──────── Supplied material ────────

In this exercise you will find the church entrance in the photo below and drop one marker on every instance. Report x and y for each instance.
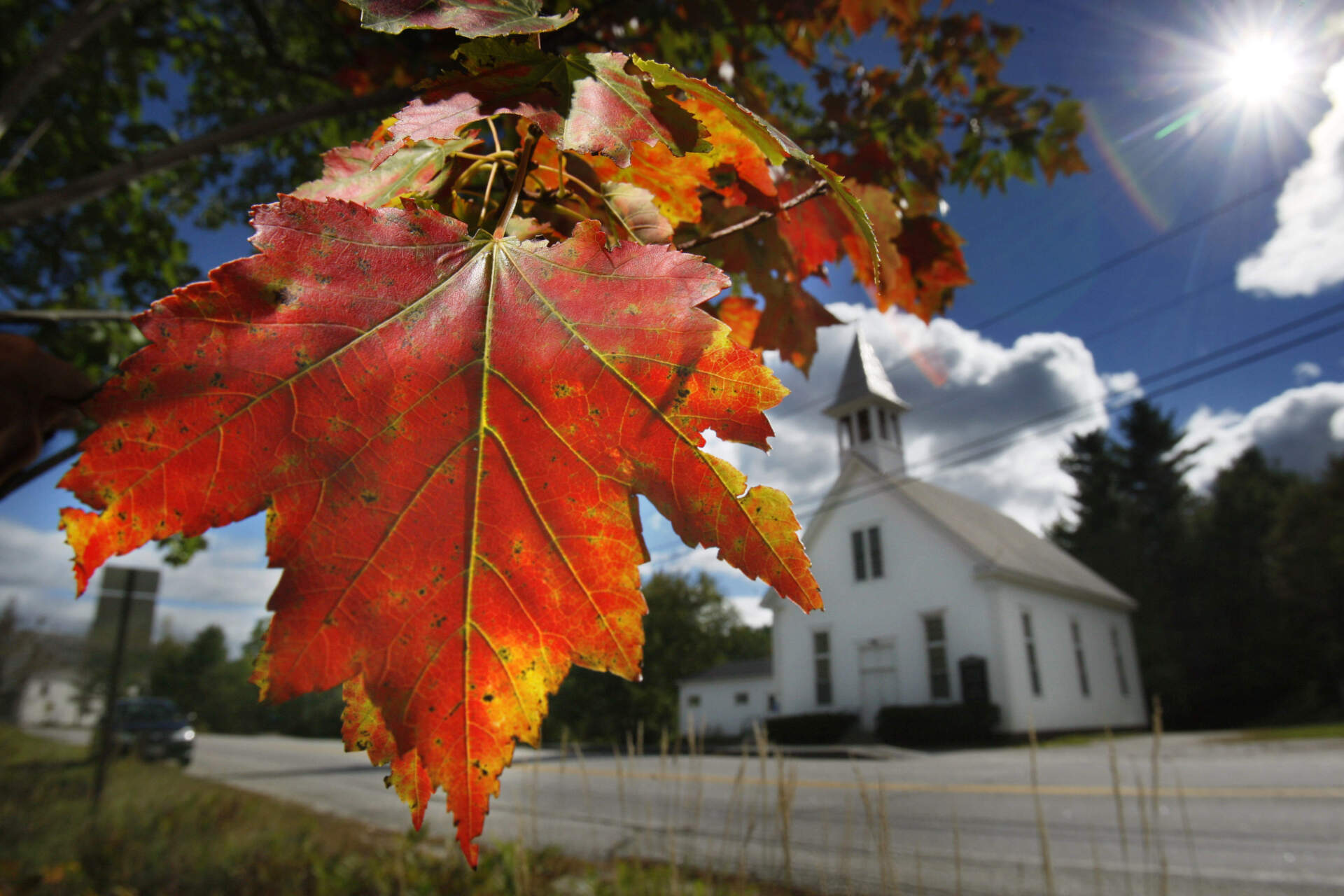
(876, 678)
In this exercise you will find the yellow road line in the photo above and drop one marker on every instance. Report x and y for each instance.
(993, 790)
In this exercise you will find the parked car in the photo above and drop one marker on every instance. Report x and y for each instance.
(153, 729)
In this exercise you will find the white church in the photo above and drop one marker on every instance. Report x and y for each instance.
(932, 598)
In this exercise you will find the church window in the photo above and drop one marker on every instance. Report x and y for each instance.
(864, 425)
(867, 554)
(822, 665)
(936, 644)
(860, 564)
(1079, 657)
(1032, 668)
(1120, 663)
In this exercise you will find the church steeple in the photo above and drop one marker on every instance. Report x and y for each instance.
(867, 412)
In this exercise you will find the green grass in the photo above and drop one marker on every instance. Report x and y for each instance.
(162, 832)
(1292, 732)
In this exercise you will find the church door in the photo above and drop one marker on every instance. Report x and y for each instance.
(876, 678)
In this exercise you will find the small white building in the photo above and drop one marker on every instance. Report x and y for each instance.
(724, 700)
(933, 598)
(54, 697)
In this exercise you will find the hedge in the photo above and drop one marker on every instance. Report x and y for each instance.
(955, 724)
(811, 727)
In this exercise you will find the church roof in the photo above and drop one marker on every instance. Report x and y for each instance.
(736, 669)
(1007, 548)
(863, 379)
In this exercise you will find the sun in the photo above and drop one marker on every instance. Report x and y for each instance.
(1260, 70)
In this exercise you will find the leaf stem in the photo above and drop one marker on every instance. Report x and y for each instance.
(811, 192)
(519, 179)
(486, 199)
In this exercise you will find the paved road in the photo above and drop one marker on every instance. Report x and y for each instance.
(1246, 818)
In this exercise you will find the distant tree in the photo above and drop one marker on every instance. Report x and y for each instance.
(1132, 528)
(1243, 659)
(1307, 571)
(690, 629)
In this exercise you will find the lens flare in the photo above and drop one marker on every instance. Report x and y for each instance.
(1260, 70)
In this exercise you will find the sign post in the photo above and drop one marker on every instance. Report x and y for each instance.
(122, 586)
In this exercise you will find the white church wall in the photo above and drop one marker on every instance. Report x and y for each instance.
(925, 571)
(1062, 703)
(723, 707)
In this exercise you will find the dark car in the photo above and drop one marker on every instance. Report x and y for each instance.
(153, 729)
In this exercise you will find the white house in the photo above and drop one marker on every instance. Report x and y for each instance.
(54, 697)
(933, 598)
(724, 700)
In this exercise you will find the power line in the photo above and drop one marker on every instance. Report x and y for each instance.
(1180, 230)
(992, 444)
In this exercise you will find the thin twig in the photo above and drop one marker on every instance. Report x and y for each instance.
(64, 315)
(23, 477)
(81, 22)
(815, 190)
(81, 190)
(24, 148)
(519, 179)
(486, 199)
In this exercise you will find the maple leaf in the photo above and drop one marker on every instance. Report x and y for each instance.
(585, 102)
(742, 316)
(417, 171)
(768, 139)
(449, 434)
(470, 18)
(634, 207)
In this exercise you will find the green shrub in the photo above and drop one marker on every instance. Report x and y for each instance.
(811, 727)
(956, 724)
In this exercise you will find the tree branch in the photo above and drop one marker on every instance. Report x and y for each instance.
(24, 148)
(20, 211)
(811, 192)
(71, 33)
(519, 179)
(64, 315)
(23, 477)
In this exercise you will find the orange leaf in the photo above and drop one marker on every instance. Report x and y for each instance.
(449, 434)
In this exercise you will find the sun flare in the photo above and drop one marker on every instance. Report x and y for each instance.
(1260, 70)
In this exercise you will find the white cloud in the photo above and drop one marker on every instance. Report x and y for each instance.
(992, 430)
(1298, 429)
(1307, 251)
(1307, 371)
(225, 586)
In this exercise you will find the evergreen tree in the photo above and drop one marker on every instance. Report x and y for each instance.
(690, 629)
(1307, 571)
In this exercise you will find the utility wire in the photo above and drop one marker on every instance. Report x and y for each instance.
(1180, 230)
(995, 442)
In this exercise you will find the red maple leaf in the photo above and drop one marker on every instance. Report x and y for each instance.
(470, 18)
(448, 434)
(585, 102)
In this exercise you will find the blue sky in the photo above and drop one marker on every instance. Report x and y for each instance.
(1168, 144)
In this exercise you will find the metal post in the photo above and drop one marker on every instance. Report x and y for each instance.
(100, 773)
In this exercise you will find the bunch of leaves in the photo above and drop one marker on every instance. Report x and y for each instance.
(460, 354)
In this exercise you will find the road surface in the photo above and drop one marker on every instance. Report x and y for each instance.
(1230, 817)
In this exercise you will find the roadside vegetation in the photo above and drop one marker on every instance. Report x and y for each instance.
(162, 832)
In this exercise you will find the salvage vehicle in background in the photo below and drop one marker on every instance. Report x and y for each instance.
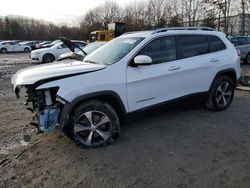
(80, 54)
(9, 46)
(131, 73)
(41, 44)
(50, 54)
(31, 44)
(243, 44)
(113, 30)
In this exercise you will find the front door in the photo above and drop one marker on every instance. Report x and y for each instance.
(152, 84)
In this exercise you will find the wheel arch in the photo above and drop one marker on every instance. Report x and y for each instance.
(110, 97)
(48, 54)
(231, 73)
(4, 48)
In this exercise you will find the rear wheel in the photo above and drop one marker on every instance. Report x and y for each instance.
(247, 60)
(4, 50)
(221, 94)
(47, 58)
(26, 50)
(94, 123)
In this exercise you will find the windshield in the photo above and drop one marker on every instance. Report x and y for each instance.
(113, 51)
(91, 47)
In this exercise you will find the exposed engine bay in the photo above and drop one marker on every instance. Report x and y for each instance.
(45, 106)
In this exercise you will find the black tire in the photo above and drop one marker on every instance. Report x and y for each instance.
(247, 60)
(26, 50)
(103, 133)
(4, 50)
(221, 94)
(48, 58)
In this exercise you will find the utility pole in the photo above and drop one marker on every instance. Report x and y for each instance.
(243, 16)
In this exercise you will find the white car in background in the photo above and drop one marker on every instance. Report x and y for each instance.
(9, 46)
(47, 55)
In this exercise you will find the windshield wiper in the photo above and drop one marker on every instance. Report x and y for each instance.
(72, 45)
(88, 61)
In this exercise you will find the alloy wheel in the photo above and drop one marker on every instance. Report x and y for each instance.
(93, 128)
(223, 94)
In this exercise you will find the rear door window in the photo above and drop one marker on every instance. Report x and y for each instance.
(161, 50)
(216, 43)
(192, 45)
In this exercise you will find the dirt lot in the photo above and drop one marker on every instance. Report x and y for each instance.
(184, 147)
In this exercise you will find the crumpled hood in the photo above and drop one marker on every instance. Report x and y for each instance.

────────

* _Exercise prompt_
Print the listing exactly, but skip its pictures.

* _Written response_
In this exercise you will find the church entrance in the photo below and drop one marker on every instance. Report x and y for each instance.
(876, 678)
In this exercise you will find the yellow road line in the photo above and drop one marker on every instance. Report x and y for each instance.
(993, 790)
In this exercise you will find the parked car in the photo above and drop one marker on every instance. Report x and y for each instance.
(153, 729)
In this exercise you will find the white church in the photo above and drop one marker on every instance. Report x and y for each instance.
(932, 598)
In this exercise you will find the church window in the photo above and drop one marker on every instance. Report x and y for each instance.
(864, 425)
(867, 554)
(822, 665)
(936, 644)
(860, 564)
(1079, 657)
(1032, 668)
(1120, 663)
In this exercise you will find the church steeple in the photo above and drop one marker on every instance. Report x and y for each instance.
(867, 412)
In this exercise you will find the green grass in the photo above and drop one marker on every instance. Report x and y for each instance.
(162, 832)
(1292, 732)
In this exercise you will find the church door in the photo above and drop one marker on every instance. Report x and y for each instance.
(876, 678)
In this exercise you will find the small white building in the photo above and drop one marker on every instance. Report x and y for each instance.
(724, 700)
(933, 598)
(54, 697)
In this exercise you will find the hedge in the photo above and drop one marker on every instance. Report x and y for each instance.
(955, 724)
(811, 727)
In this exercise you will find the church roof in the photo above and drop one marker on every instance. Report x and y for each instance.
(736, 669)
(1007, 548)
(863, 379)
In this exercise you will find the sun in the photo above and drop one marker on every instance. Report x and y for each instance.
(1260, 70)
In this exercise you will find the leaf stem in the photo above and drop one marker on every instance. Report x and y for each instance.
(811, 192)
(519, 179)
(486, 199)
In this exercise you will find the paved road in the photo above and drop one marker on every instance. Report x and y for each instance.
(1246, 818)
In this exercise you will find the distant tree in the photo above and drop one marker on every instance. Report x and y for each instance.
(1132, 528)
(1243, 659)
(1307, 571)
(690, 629)
In this exercise you will find the lens flare in the photo above and drop one marker on every instance. Report x and y for each instance.
(1260, 70)
In this exercise you will find the sign post in the photo above and drop one marker on every instance. Report x and y for each instance.
(122, 586)
In this exercise you will find the white church wall in the photo above and drop one marker on every instance. Report x and y for each instance.
(925, 571)
(1062, 703)
(723, 707)
In this exercise you will find the dark car in the photo above and drop one marker on every instance. Report x and y for each instance.
(153, 729)
In this exercise you will find the white house in the photo above and drop one marker on every instance. Report x and y for each instance.
(54, 697)
(933, 598)
(724, 700)
In this exercise you will find the power line in the photo above and drop one marker on every instance. Report x and y for each instance.
(1180, 230)
(992, 444)
In this exercise you will find the thin twig in the photo above and drop one marker on every instance. Report x and y for each instance.
(64, 315)
(23, 477)
(81, 22)
(815, 190)
(81, 190)
(24, 148)
(519, 179)
(486, 199)
In this exercise you will find the maple leaf in the photo above and drop one marker on every instance. Report x and y for each instance.
(585, 102)
(742, 316)
(417, 171)
(768, 139)
(449, 434)
(470, 18)
(634, 207)
In this exercise you will find the green shrub in the photo above and drop one marker on every instance. Report x and y for each instance.
(811, 727)
(956, 724)
In this exercise you will find the tree branch in the photo above and drop one marker on every instance. Report x and y for each instance.
(24, 148)
(20, 211)
(811, 192)
(71, 33)
(519, 179)
(64, 315)
(23, 477)
In this exercise you will find the orange leaf in the photo above and drop one marker on every instance. Report x and y for each instance.
(449, 434)
In this exercise you will find the sun flare in the photo above and drop one marker on every instance. Report x and y for each instance.
(1260, 70)
In this exercise you will find the white cloud in the photo above and drop one marker on every instance. Report x and y for each instance.
(992, 430)
(1298, 429)
(1307, 251)
(1307, 371)
(225, 586)
In this exercise you will find the evergreen tree in the photo above and drop one marker on every instance. Report x and y for each instance.
(690, 629)
(1307, 571)
In this exercise you will find the utility wire in the photo above and drop one marker on every instance. Report x and y for each instance.
(1180, 230)
(995, 442)
In this exercise you will find the red maple leaf in the photo above and drop one marker on every instance. Report x and y for each instance.
(470, 18)
(448, 434)
(585, 102)
In this exercise you will find the blue sky in the photo above and drop one marker on every instance. Report x and y for each instance.
(1168, 144)
In this exercise you will find the metal post in the photo above and drop one marker on every instance. Report x and y for each instance.
(100, 773)
In this exercise you will find the bunch of leaves in the photo above and drop one marker on every instance. Report x and y for each instance.
(460, 354)
In this exercise you will find the road surface in the photo above and drop one marker on every instance. Report x and y for each instance.
(1230, 817)
In this exercise you will find the roadside vegetation in the photo above and drop one marker on every instance. Report x and y for each instance.
(162, 832)
In this exercise you will find the salvage vehicle in background in the photo below and drop one marker on every instance. Report x and y for each instance.
(80, 54)
(9, 46)
(131, 73)
(41, 44)
(50, 54)
(31, 44)
(243, 44)
(113, 30)
In this exercise you will find the front door in the photo above and drop one marker on every instance. Report x and y for each instance.
(152, 84)
In this exercise you will find the wheel arch in the photo above and drop one marker on every instance. Report x and y for each instance.
(110, 97)
(48, 54)
(231, 73)
(4, 48)
In this exercise you will find the rear wheel in the photo above and drop one marker on every instance. Report x and y for each instance.
(247, 60)
(4, 50)
(221, 94)
(47, 58)
(26, 50)
(94, 123)
In this exercise you will find the windshield in the photo above and drop one marker on every instance. Report x and y for each instance.
(113, 51)
(91, 47)
In this exercise you will find the exposed engine bay in the photo above and drop one marker on every instance. Report x and y for each instance.
(45, 106)
In this exercise you will find the black tire in the photo above and drop one marker on every instance. Report x and y for each instance.
(247, 60)
(26, 50)
(103, 133)
(4, 50)
(221, 94)
(48, 58)
In this exercise you will find the utility pole in the photo above and drop one marker on every instance. Report x and y for each instance.
(243, 16)
In this exercise you will find the white car in background in the photo above and drop one marker on every instance. Report x and y for each instance.
(9, 46)
(47, 55)
In this exercise you will find the windshield wiper in the photo above and drop one marker on every instance. Report x and y for each instance.
(72, 45)
(88, 61)
In this exercise you will find the alloy wheel in the photo above and drop one marker on every instance. Report x and y for each instance.
(93, 128)
(223, 94)
In this exercise you will find the rear door window in the photo above and drop one marker on every instance. Report x and y for each instance.
(161, 50)
(216, 43)
(192, 45)
In this exercise you will find the dirt lot in the photo above and drop one marker on every instance. Report x and y for each instance.
(184, 147)
In this exercise you will find the crumpled hood in the photo above and drop one marker on every instance. Report x and y for each instance.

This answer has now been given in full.